TASK INPUTS start

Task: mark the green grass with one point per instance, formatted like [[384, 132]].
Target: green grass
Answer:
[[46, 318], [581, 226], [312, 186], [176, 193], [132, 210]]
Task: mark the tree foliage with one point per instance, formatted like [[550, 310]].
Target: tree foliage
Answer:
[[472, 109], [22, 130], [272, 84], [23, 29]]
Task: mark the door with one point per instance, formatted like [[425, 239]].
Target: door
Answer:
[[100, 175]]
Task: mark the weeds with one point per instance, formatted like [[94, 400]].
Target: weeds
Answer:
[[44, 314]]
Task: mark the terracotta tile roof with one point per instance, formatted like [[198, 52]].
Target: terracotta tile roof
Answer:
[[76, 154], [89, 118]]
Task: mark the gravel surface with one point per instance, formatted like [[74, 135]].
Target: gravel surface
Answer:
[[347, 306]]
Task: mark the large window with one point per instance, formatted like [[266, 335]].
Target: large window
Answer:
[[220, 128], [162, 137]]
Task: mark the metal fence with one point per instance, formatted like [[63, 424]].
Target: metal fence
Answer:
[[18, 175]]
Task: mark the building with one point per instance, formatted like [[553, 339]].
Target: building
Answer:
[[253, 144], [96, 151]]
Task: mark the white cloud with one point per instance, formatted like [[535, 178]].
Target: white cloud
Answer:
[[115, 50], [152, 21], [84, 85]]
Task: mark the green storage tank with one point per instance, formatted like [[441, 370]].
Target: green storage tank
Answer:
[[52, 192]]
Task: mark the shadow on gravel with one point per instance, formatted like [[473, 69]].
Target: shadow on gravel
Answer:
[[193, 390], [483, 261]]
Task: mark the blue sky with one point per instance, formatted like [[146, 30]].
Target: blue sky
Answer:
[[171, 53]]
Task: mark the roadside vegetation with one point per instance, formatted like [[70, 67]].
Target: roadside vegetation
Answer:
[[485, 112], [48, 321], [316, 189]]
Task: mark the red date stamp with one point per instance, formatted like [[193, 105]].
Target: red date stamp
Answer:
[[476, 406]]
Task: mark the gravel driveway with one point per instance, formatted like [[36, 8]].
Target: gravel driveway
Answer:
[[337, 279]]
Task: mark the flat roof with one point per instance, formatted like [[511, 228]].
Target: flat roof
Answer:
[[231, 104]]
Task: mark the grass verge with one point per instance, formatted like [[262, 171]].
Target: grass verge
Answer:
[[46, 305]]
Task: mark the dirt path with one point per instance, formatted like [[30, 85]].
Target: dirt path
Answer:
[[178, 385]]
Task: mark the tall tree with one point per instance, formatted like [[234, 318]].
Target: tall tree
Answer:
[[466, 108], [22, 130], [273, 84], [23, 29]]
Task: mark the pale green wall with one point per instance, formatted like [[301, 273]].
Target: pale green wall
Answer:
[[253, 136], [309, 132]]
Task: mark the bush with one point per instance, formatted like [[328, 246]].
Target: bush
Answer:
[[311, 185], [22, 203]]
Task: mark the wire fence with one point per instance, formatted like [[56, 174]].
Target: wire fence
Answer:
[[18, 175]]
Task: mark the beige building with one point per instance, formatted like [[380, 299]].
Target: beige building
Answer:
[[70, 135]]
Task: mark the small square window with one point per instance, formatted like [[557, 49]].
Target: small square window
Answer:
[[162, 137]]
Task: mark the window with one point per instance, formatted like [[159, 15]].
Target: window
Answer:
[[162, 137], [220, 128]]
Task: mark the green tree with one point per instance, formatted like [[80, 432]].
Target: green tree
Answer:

TASK INPUTS end
TASK INPUTS start

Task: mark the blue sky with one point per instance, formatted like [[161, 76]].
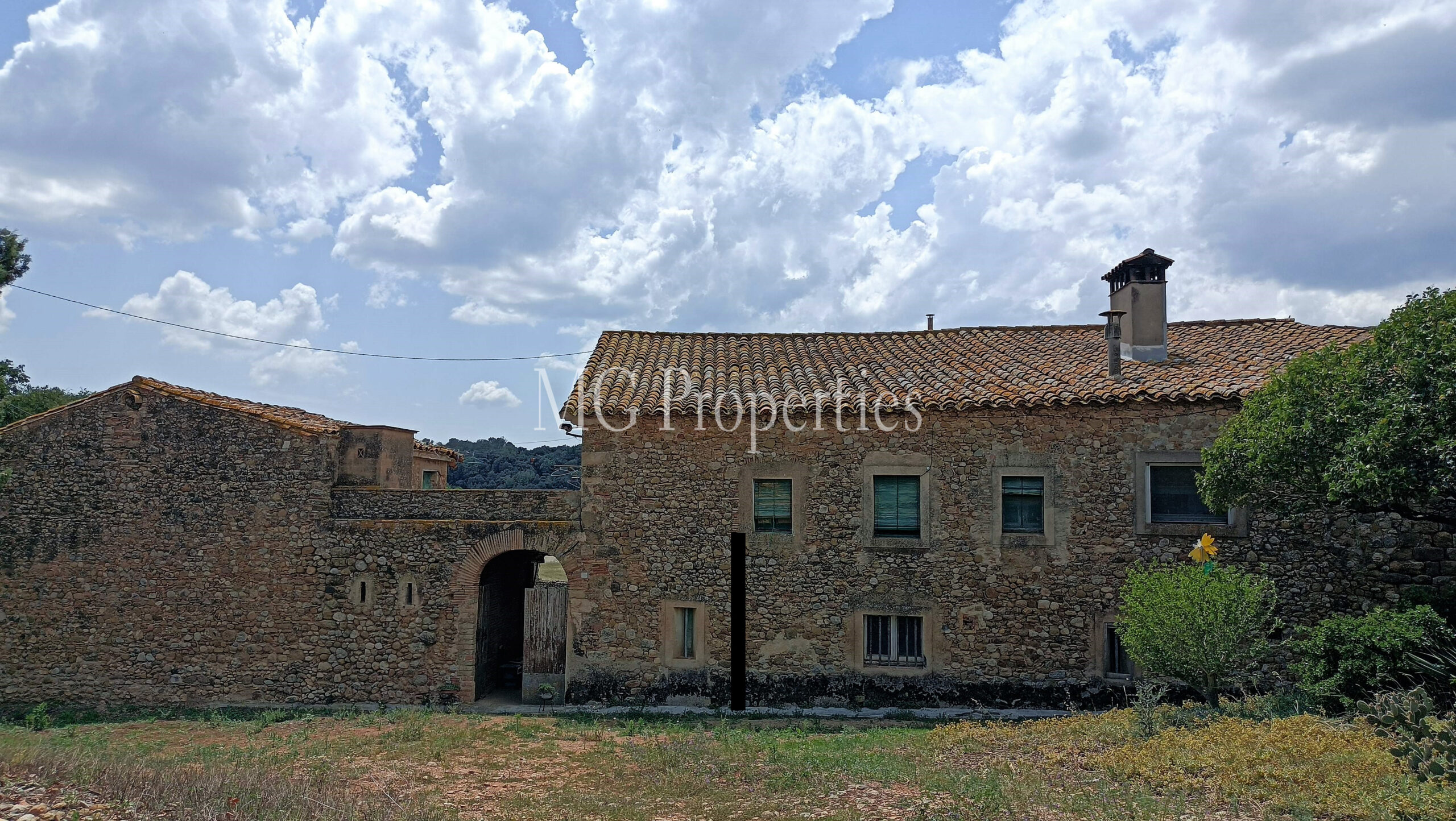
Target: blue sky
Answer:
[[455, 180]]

TASK INPUTS end
TASK INPUTS start

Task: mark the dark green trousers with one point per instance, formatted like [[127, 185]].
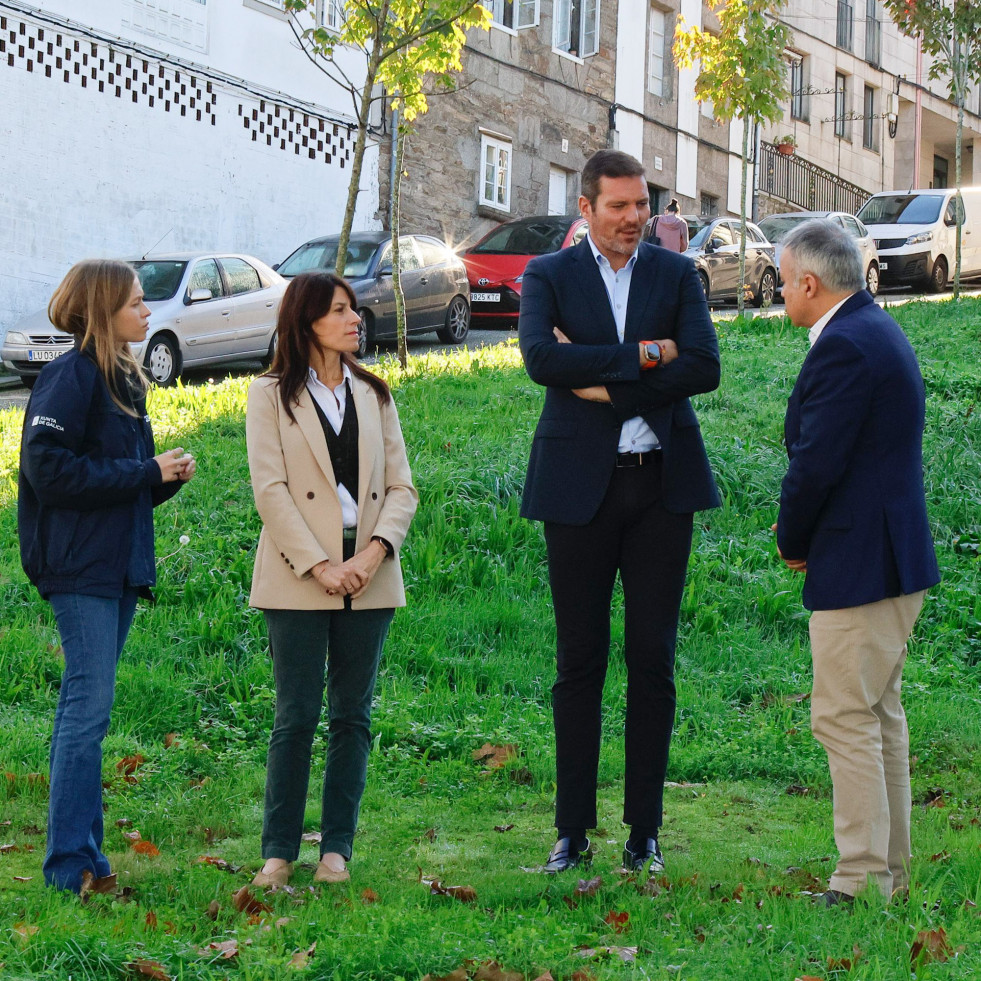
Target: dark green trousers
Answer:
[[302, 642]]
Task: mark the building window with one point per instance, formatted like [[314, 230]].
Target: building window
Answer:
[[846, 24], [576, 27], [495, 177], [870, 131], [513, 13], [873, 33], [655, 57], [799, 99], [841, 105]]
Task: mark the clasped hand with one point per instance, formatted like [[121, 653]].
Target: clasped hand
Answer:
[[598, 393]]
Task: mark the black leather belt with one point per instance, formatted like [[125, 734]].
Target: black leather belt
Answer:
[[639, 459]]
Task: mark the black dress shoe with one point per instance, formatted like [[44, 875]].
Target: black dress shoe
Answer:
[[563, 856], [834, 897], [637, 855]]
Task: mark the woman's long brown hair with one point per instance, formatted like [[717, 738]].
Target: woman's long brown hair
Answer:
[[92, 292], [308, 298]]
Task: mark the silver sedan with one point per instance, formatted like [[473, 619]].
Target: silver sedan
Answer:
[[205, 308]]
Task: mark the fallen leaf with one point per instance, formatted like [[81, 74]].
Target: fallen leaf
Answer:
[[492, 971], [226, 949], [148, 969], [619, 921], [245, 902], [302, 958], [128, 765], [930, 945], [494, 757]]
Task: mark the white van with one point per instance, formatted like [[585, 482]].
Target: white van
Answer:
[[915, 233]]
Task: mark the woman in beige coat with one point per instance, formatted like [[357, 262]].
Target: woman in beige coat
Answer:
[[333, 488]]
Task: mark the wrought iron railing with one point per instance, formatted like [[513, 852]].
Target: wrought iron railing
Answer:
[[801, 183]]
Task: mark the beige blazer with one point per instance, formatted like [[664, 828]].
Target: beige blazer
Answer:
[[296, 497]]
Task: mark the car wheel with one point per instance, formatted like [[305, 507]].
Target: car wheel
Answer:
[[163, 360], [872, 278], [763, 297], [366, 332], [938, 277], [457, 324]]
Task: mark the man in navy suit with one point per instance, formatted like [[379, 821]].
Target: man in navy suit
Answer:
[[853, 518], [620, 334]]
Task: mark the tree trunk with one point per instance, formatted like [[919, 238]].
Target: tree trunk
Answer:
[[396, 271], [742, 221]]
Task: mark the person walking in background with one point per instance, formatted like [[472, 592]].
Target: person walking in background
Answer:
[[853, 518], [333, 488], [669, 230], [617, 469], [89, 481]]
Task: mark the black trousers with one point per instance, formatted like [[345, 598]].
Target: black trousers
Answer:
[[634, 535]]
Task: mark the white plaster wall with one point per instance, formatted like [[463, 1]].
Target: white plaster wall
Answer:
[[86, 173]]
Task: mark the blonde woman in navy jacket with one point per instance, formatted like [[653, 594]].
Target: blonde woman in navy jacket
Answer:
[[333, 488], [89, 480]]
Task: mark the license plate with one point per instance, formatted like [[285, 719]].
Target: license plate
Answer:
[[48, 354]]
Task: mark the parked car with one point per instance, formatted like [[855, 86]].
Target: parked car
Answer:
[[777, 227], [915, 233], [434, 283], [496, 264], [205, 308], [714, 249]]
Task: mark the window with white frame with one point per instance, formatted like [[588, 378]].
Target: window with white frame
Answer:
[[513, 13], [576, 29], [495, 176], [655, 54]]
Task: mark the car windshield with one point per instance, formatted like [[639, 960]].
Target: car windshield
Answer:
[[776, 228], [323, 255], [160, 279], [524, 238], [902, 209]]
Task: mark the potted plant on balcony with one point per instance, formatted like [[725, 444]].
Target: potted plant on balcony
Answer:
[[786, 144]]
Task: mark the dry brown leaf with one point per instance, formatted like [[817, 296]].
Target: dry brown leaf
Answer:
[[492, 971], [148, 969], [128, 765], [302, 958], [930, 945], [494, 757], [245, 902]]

TASK INPUTS end

**DO THIS:**
Copy out, word for word, the lines from the one containing "Task: mark the window with white" through the one containing "[[513, 13], [576, 29], [495, 176], [655, 54]]", including both of those lines.

**SOLVED PROBLEM:**
Task: mark the window with white frame with one point per instance, formatted like [[588, 378]].
Target: window with white frame
Answer:
[[513, 13], [576, 29], [495, 176], [655, 54]]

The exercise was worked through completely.